- Task statement -
Type out the material below exactly.

=-=-=-=-=

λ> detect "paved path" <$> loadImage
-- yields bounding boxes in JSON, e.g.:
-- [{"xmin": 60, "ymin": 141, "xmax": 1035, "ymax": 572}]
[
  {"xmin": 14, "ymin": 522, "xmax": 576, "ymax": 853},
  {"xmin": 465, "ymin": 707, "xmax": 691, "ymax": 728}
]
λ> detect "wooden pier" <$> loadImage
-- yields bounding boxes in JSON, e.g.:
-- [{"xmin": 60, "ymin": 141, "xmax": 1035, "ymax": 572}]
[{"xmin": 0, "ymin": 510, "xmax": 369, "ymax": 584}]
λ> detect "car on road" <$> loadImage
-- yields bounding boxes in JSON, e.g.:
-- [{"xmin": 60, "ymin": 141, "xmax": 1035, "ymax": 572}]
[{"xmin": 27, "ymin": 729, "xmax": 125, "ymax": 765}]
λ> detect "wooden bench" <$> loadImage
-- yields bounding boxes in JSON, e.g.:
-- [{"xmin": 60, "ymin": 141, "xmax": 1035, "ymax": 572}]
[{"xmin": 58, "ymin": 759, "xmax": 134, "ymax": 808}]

=-=-=-=-=

- Result of the task -
λ> detect "paved path" <$> loadImage
-- yields bounding boxes in JSON, e.g.:
-- [{"xmin": 60, "ymin": 141, "xmax": 1035, "ymax": 572}]
[
  {"xmin": 14, "ymin": 522, "xmax": 576, "ymax": 853},
  {"xmin": 465, "ymin": 707, "xmax": 691, "ymax": 728}
]
λ> detect "wooden pier" <$> loadImage
-- yields bounding boxes in JSON, e.g.:
-- [{"xmin": 60, "ymin": 141, "xmax": 1035, "ymax": 572}]
[{"xmin": 0, "ymin": 510, "xmax": 369, "ymax": 584}]
λ> detect "car on road" <$> loadImage
-- yields bounding boxes in JSON, e.g.:
-- [{"xmin": 60, "ymin": 141, "xmax": 1035, "ymax": 572}]
[{"xmin": 27, "ymin": 729, "xmax": 125, "ymax": 765}]
λ> detect "wooden bench" <$> loadImage
-- yields bounding boxes in JSON, e.g.:
-- [{"xmin": 60, "ymin": 141, "xmax": 1035, "ymax": 572}]
[{"xmin": 58, "ymin": 759, "xmax": 134, "ymax": 808}]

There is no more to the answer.